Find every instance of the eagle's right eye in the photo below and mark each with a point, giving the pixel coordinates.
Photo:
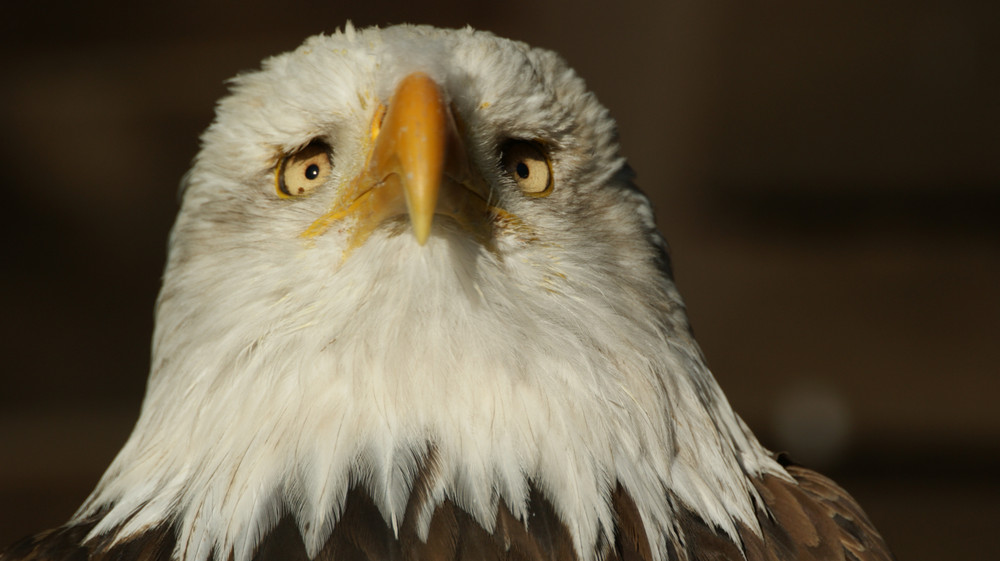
(527, 164)
(300, 173)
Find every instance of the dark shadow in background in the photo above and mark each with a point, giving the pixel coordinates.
(828, 178)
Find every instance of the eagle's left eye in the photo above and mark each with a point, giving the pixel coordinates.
(528, 165)
(300, 173)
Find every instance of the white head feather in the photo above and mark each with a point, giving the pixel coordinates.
(283, 374)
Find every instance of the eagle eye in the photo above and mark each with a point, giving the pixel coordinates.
(299, 173)
(528, 165)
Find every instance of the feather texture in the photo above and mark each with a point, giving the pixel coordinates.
(531, 392)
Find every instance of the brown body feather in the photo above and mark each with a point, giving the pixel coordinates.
(809, 519)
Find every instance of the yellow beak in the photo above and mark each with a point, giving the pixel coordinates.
(417, 151)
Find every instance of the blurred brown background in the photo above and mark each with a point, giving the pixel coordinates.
(828, 177)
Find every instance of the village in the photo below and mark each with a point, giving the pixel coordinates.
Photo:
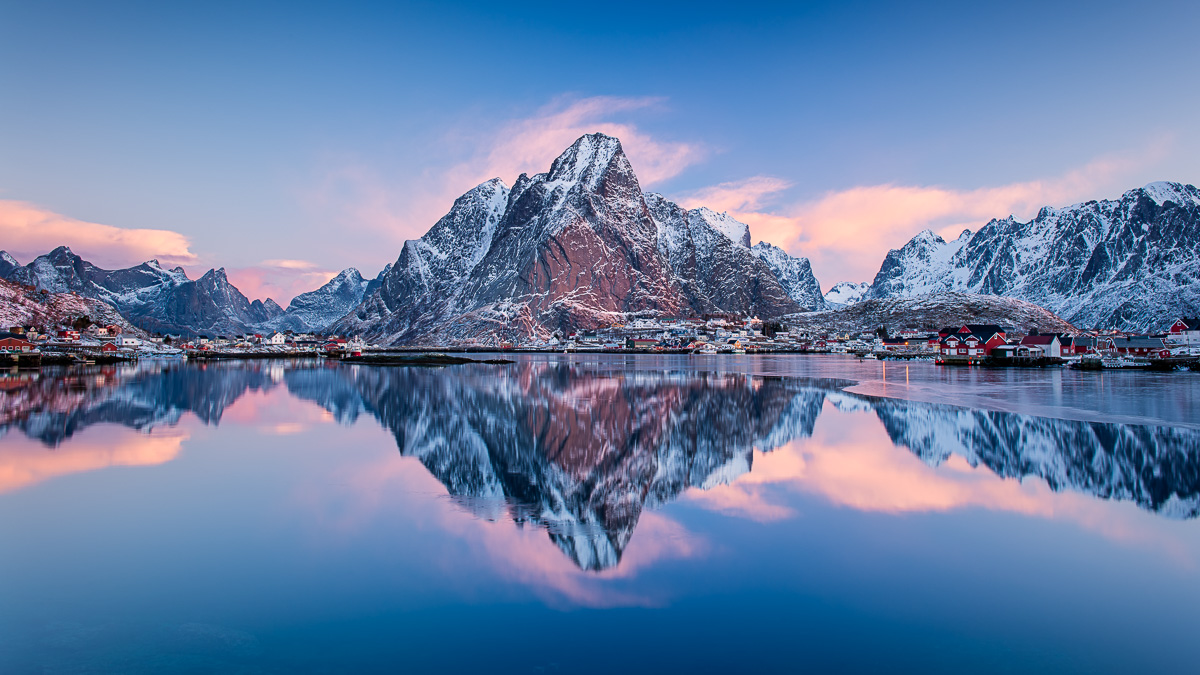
(953, 345)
■ ■ ■ ■ ■ ■ ■
What to produce: Transcribe each entry precisely as given, leaving the pictures out.

Reply:
Find every instance of the eagle's right eye in the photo below and mark each with a point, giving the pixel coordinates.
Photo:
(527, 164)
(300, 173)
Find every instance of the dark shadow in background in the photo above and mark each with a point, giving the pixel coordinates.
(828, 178)
Find every instance of the eagle's left eye in the photo above and mark each with a point, giving the pixel coordinates.
(528, 165)
(300, 173)
Find every instance of the white head feather in the photo above and mark each with a point, giving the pixel coordinates.
(283, 374)
Find every instance of the eagle eye in the photo above and mark each with a point, giving the pixel coordinates.
(299, 173)
(528, 165)
Find every instance of the feather texture in the photo above and mark each with a point, giving the pixel coordinates.
(531, 392)
Find every instance of the brown body feather in the photo above and mark each with a point, giving the pixel coordinates.
(809, 519)
Find every instance of the yellow beak in the photo above and mark each with a point, giving the pixel coordinates.
(417, 151)
Find every instance of the blurred brown background in the photo above and mark each with a point, giving the pixel coordinates.
(828, 177)
Find every instance of the village in the photo below and mark each with a point, giving the pixel coordinates.
Photo:
(953, 345)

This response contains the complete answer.